» **EXERCISE DATA**
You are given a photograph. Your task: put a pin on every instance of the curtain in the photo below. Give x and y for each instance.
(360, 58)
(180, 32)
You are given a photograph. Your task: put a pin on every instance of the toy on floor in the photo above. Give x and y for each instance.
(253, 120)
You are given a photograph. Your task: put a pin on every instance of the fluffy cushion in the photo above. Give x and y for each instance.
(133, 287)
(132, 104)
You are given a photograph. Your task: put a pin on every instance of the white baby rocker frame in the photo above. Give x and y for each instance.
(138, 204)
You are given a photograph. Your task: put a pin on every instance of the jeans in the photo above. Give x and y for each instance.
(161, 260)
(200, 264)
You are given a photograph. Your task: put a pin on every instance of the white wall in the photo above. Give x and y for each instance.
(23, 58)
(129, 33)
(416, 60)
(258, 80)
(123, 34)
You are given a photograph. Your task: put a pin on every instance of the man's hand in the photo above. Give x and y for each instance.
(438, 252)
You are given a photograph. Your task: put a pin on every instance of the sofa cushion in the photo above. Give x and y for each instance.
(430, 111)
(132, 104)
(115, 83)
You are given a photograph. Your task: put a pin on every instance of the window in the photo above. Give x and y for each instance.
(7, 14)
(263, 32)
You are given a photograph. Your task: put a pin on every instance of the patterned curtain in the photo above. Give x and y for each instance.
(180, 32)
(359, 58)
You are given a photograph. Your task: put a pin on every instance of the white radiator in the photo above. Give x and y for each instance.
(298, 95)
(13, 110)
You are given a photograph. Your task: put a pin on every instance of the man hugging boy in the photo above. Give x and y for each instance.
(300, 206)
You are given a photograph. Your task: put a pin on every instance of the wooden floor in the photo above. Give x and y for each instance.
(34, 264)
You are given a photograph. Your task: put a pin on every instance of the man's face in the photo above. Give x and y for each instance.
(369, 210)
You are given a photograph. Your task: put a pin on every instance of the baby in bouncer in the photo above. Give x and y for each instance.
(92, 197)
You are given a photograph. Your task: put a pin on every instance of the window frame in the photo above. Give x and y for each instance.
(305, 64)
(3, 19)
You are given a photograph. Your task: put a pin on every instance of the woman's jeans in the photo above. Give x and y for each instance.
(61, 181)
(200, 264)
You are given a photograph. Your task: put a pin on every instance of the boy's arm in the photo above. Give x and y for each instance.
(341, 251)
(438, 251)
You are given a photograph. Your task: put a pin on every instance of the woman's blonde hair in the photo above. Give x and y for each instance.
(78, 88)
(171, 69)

» **INSTRUCTIONS FOR THE TASK**
Reply with the lines from the one that contains "of the baby" through the last line of the material above, copied exactly and nothing else.

» **RESPONSE AREA**
You are given a photograph. Your task: put a pin on every instance of the baby in bouncer in the photo above. Give x and y for each instance.
(92, 197)
You are given a photograph. Your task: put a pin on every instance of the window frame in the photo above. Give x and y for each instance.
(305, 64)
(3, 19)
You are given a photograph. Your task: put a pin on every instance of the woman's jeans in the photo above. Give x and y for each instance.
(61, 181)
(200, 264)
You are given a photograph. Your task: put a pin on every instance of the boy's arm in the photo above. Give x and y for each instance.
(341, 251)
(438, 251)
You are given a photograph. Your task: put a pin on every instance of the woman's blonde hair in the photo above. Give x and y for each instance.
(78, 88)
(171, 69)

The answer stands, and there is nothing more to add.